== Instructions to follow ==
Rewrite everything from the start of the records down to the line containing "69], [10, 60]]]", requests included. Rescale every polygon vertex coordinate in the answers by multiplying it by 1.5 and rounding to a whole number with halves rounded up, and leave the numbers in the requests and their format samples unchanged.

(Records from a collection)
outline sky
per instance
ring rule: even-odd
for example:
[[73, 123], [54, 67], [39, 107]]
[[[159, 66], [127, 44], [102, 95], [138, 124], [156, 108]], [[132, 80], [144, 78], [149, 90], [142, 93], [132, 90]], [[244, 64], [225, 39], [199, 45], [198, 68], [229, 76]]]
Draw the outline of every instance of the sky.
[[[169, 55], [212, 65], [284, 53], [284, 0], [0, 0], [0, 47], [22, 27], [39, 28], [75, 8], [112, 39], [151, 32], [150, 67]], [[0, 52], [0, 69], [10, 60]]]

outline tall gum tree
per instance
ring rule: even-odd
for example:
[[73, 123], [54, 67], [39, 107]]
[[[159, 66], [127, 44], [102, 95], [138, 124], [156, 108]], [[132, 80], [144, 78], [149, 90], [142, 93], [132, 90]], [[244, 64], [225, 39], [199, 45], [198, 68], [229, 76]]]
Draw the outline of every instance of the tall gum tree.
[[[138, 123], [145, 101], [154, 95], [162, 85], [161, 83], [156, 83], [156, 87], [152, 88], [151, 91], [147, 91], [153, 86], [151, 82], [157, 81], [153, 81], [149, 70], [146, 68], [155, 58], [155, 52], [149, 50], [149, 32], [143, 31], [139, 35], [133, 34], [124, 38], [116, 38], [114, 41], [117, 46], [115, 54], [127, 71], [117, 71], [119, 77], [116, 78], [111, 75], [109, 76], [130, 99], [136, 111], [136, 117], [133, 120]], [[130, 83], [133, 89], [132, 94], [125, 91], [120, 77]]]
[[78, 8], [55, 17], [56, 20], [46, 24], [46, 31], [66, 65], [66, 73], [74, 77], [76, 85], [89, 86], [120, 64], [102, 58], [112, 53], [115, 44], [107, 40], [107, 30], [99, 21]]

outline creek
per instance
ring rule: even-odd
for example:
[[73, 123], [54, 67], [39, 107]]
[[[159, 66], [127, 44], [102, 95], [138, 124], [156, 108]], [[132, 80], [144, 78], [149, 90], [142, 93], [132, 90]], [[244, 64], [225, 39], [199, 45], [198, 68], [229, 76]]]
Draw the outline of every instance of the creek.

== Response below ==
outline sky
per instance
ring rule: even-odd
for example:
[[73, 123], [54, 67], [39, 107]]
[[[159, 66], [127, 44], [102, 95], [138, 124], [156, 108]], [[132, 80], [144, 78], [149, 90], [142, 93], [132, 90]], [[244, 64], [225, 39], [199, 45], [198, 68], [229, 76]]]
Draw the outline of every instance of the sky.
[[[254, 83], [318, 98], [426, 80], [426, 0], [0, 0], [0, 71], [33, 41], [59, 42], [113, 12], [168, 59], [227, 48], [225, 101]], [[0, 78], [0, 104], [15, 90]]]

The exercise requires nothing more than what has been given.